=== Text segment ===
┌──

Given a point cloud scan with $Z$ points, we record the output before the final classification layer as the point features with shape $Z\times C$ . Then, we produce the region features by calculating the average of the point features of the points belonging to the same region. Finally, we gather all point cloud regions and use $k$ -means algorithm to cluster these region features. The above process can be seen in the middle of Figure 3 (b). After clustering regions, we regard regions belonging to the same cluster as similar regions. An example is shown in Figure 4.

3.3.2 Similar Region Penalization

To select diverse regions, a greedy algorithm takes the sorted list of information scores $\varphi\in\mathbb{R}^{N}$ as input and re-scores all regions by penalizing regions with lower scores that belong to the same clusters containing regions with higher scores.

The table in the right of Figure 3 (b) offers an example where the algorithm loops through all regions one by one. The scores of regions ranked below while belonging to the same cluster as the current region are multiplied by a decay rate $\eta$ . To be specific, the red, green, and blue dots in the left of the table denote the cluster indices of regions, and $\varphi_{n}^{k}$ denotes the score $\varphi_{n}$ of the region $R_{n}$ with $k$ -time penalization. Yellow circles under $\varphi_{n}^{k}$ indicate the current region to be compared in each iteration, and rounded rectangles mark regions belonging to the same cluster as the current region. In the first iteration, $\varphi_{N}$ is penalized as $R_{N}$ and $R_{0}$ belong to the same cluster denoted by blue dots. $R_{N}$ ’s score is then replaced by $\varphi_{N}^{1}$ to mark the first decay. In the third iteration, $\varphi_{4}$ and $\varphi_{5}$ are both penalized as $R_{3}$ , $R_{4}$ and $R_{5}$ belong to the same cluster denoted by green dots. Their scores are thus substituted by $\varphi_{4}^{1}$ and $\varphi_{5}^{1}$ . The same logic applies to the other iterations. Then we obtain the adjusted scores $\varphi_{N}^{*}$ for label acquisition.

└──

=== Labeled-object pointing entries ===
┌──

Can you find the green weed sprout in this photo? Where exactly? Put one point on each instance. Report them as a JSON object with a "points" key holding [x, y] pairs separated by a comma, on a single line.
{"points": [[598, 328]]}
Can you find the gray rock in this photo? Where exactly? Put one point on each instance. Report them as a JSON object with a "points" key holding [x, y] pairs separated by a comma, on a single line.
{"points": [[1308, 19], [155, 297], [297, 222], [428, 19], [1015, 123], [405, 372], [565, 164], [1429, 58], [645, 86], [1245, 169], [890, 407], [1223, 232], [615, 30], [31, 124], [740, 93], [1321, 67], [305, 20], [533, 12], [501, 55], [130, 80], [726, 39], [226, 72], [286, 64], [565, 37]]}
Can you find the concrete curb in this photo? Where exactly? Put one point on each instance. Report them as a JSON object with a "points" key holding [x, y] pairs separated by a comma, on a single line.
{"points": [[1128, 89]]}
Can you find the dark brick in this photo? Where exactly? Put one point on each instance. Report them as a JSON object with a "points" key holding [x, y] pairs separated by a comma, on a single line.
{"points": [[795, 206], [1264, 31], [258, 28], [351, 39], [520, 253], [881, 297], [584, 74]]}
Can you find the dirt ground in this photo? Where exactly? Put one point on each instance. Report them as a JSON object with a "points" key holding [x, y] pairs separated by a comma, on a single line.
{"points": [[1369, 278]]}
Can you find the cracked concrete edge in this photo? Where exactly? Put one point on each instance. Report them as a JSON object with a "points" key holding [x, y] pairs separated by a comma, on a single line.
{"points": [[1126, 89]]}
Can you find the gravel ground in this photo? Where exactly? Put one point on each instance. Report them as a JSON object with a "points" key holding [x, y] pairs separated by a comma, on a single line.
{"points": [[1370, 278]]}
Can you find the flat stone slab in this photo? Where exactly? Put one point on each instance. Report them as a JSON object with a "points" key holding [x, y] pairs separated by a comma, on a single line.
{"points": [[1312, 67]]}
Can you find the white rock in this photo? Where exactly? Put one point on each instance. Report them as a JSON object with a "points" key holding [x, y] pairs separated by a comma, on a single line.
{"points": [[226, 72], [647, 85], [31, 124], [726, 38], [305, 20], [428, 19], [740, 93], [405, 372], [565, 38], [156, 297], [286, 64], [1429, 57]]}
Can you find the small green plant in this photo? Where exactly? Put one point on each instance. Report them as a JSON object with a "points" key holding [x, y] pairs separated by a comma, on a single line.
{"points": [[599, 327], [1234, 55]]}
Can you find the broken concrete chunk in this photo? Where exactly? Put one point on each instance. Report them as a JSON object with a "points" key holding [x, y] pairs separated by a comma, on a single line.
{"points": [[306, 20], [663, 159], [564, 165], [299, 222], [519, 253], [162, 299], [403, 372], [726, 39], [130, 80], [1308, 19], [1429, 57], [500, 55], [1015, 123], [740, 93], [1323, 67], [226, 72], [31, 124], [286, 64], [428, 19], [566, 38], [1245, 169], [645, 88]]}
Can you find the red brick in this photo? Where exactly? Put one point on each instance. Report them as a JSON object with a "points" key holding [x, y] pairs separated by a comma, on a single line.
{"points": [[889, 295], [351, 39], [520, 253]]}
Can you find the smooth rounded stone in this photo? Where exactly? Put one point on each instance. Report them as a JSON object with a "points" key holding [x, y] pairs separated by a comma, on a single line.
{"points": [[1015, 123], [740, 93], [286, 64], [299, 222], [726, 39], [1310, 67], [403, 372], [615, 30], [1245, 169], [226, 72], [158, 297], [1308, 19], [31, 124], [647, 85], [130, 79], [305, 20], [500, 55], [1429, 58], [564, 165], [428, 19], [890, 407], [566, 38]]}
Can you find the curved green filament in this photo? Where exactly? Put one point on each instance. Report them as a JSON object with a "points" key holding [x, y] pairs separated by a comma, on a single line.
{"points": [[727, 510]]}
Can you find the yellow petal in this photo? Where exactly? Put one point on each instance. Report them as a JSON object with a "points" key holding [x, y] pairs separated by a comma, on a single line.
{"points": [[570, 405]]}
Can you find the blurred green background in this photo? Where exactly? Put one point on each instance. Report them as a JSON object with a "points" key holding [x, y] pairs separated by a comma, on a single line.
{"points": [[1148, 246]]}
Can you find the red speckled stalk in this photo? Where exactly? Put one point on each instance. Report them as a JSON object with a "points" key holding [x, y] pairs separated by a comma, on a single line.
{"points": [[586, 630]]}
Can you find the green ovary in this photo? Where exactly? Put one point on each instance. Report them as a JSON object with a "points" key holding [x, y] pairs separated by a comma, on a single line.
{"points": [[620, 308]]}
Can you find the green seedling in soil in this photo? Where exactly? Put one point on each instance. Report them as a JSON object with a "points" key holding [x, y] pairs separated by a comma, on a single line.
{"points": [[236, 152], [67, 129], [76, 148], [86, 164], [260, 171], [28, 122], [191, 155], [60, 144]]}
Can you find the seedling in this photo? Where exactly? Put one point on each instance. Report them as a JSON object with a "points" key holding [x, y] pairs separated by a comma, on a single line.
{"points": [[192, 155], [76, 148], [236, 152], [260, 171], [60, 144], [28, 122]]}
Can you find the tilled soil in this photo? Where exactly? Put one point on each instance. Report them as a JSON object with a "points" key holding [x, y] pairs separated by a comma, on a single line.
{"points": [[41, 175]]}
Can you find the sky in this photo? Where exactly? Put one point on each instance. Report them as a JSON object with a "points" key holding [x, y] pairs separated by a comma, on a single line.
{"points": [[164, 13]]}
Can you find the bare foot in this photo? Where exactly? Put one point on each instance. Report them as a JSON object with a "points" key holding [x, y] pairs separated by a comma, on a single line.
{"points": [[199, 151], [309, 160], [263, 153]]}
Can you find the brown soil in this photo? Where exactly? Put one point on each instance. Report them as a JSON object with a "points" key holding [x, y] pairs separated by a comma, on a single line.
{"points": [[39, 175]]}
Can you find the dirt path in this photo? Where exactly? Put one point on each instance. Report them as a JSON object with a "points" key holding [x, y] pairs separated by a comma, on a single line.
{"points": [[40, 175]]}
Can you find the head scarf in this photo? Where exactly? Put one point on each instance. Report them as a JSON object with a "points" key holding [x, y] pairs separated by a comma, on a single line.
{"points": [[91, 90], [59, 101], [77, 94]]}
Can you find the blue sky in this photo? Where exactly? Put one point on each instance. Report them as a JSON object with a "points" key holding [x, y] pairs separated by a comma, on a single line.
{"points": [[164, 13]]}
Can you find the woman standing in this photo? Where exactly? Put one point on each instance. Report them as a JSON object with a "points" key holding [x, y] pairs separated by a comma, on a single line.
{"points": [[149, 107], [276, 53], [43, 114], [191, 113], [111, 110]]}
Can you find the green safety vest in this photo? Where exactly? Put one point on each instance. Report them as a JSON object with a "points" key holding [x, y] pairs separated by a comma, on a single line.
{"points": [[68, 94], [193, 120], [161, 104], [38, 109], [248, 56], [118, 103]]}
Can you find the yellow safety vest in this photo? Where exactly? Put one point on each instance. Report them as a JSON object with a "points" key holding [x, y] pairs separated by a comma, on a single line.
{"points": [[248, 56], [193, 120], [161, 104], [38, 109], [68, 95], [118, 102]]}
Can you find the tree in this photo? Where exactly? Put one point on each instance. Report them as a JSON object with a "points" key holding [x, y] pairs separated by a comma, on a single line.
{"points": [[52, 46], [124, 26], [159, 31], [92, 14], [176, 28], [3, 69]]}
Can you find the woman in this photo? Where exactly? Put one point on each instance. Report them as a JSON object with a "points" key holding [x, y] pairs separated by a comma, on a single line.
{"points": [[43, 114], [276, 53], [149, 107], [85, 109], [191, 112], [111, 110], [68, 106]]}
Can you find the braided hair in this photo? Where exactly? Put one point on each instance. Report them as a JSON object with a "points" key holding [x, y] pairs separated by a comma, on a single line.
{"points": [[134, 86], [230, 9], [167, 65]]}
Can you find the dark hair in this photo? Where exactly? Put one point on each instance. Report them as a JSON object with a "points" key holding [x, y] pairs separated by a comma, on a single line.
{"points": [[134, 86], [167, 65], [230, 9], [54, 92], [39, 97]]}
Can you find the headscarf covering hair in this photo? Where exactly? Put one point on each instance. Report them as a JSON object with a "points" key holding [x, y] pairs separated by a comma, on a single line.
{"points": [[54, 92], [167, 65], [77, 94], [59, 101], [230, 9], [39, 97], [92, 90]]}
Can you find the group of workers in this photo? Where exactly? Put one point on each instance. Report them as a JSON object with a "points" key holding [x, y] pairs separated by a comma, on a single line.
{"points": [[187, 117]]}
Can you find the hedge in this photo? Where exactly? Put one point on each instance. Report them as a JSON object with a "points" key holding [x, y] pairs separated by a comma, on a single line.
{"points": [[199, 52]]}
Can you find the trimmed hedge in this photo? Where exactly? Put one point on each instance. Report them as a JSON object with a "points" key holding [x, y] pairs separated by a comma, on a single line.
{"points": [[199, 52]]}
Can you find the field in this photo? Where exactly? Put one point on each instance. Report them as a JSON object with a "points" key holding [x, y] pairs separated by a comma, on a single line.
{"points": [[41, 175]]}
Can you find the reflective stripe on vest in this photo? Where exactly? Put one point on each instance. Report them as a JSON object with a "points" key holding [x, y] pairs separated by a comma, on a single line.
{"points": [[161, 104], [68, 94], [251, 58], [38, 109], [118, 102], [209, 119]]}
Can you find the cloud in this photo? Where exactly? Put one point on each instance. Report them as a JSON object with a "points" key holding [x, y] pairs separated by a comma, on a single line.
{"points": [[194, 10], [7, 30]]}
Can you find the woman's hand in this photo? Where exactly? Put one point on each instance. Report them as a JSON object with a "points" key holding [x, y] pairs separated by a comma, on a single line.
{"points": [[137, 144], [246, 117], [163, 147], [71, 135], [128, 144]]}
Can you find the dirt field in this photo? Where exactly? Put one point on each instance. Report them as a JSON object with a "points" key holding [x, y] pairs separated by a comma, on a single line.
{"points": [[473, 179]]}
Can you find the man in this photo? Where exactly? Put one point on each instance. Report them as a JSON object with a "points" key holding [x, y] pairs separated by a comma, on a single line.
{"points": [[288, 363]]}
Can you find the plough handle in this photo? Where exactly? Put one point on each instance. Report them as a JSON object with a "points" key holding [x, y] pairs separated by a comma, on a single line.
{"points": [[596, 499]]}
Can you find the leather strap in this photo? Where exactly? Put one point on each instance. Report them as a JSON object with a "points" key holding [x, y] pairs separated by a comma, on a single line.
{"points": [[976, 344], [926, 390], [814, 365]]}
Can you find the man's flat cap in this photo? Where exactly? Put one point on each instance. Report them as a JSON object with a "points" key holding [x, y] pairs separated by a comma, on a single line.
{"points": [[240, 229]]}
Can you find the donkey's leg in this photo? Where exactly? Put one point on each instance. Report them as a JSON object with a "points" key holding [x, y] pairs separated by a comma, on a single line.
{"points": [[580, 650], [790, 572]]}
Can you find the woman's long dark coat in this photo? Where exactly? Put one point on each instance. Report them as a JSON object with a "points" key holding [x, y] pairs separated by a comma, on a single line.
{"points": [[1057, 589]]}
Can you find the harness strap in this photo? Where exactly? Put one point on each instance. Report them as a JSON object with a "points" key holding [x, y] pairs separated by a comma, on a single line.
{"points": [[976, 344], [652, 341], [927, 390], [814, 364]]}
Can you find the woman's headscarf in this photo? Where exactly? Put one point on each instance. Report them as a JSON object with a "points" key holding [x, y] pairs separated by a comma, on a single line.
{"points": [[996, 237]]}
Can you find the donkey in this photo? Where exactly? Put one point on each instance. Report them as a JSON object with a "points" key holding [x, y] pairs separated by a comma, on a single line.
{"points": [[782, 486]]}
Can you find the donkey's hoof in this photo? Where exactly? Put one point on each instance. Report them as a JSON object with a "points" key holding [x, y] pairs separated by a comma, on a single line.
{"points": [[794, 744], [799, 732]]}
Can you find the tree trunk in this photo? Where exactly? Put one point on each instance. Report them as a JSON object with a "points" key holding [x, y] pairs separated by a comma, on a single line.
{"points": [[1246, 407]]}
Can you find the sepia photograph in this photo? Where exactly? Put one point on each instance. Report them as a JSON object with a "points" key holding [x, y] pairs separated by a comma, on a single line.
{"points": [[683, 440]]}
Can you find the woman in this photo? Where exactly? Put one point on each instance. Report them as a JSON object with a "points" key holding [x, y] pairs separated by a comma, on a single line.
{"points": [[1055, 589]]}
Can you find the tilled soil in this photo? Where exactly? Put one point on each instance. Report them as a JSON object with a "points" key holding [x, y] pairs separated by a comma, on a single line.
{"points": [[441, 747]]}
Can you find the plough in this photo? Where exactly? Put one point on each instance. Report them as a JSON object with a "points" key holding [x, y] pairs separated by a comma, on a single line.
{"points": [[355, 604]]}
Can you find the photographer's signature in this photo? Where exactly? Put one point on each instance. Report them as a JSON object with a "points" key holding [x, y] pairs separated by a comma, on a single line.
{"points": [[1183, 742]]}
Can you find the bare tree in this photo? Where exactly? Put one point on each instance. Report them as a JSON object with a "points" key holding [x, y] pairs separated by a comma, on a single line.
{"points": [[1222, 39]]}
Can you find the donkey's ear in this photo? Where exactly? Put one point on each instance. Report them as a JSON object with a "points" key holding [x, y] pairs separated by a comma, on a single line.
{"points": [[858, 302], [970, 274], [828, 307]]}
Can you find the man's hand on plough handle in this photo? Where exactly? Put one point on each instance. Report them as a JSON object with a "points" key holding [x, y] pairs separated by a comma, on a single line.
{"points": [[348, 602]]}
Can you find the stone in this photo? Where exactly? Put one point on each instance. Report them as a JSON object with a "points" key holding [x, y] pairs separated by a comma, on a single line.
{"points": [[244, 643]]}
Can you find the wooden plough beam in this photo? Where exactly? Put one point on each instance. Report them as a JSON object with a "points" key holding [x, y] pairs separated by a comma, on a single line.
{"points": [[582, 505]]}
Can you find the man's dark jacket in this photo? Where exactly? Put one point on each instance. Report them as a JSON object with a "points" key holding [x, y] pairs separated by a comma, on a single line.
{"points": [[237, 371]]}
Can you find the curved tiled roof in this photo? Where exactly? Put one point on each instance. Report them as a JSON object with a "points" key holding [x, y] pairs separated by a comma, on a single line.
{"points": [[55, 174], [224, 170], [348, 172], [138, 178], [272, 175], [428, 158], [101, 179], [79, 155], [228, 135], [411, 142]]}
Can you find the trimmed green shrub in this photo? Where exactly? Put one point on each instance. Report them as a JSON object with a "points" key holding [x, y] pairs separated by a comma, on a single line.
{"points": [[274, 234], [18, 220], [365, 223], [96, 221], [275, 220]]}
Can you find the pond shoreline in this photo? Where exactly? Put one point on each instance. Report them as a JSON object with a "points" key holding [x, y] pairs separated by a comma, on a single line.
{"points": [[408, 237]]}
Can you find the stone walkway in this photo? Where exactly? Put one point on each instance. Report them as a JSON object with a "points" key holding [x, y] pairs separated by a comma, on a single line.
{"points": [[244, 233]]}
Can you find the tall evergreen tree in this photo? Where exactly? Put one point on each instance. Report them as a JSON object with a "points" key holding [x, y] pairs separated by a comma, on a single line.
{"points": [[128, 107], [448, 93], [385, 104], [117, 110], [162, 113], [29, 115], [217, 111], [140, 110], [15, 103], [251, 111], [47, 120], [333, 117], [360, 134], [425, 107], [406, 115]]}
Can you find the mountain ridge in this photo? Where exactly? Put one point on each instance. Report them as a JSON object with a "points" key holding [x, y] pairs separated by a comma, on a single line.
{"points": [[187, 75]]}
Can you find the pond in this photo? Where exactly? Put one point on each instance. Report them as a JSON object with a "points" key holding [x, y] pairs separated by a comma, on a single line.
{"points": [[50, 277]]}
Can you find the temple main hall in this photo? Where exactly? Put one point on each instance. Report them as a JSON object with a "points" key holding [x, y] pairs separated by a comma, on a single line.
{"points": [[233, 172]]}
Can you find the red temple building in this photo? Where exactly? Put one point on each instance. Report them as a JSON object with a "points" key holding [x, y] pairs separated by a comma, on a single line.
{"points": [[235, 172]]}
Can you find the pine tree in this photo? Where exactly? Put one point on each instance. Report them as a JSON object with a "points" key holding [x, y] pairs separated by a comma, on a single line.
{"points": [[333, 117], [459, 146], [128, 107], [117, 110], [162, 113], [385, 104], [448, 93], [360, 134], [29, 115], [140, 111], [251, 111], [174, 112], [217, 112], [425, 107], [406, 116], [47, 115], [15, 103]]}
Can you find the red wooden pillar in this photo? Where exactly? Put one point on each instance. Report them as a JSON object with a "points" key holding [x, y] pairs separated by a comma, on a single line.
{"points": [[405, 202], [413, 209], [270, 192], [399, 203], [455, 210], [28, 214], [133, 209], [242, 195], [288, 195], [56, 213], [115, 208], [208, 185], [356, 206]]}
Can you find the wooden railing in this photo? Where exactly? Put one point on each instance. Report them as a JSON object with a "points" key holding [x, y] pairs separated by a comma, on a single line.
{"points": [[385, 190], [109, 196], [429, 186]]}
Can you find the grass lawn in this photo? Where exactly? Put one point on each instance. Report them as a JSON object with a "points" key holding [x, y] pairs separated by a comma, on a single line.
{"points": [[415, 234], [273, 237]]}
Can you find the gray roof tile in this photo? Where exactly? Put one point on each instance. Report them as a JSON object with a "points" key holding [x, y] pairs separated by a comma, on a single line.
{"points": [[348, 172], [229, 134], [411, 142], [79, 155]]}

└──

=== Stated exercise ===
In the text on similar region penalization, what are the scores of lower-ranked regions in the current region's cluster multiplied by?

=== Task answer ===
A decay rate, $\eta$.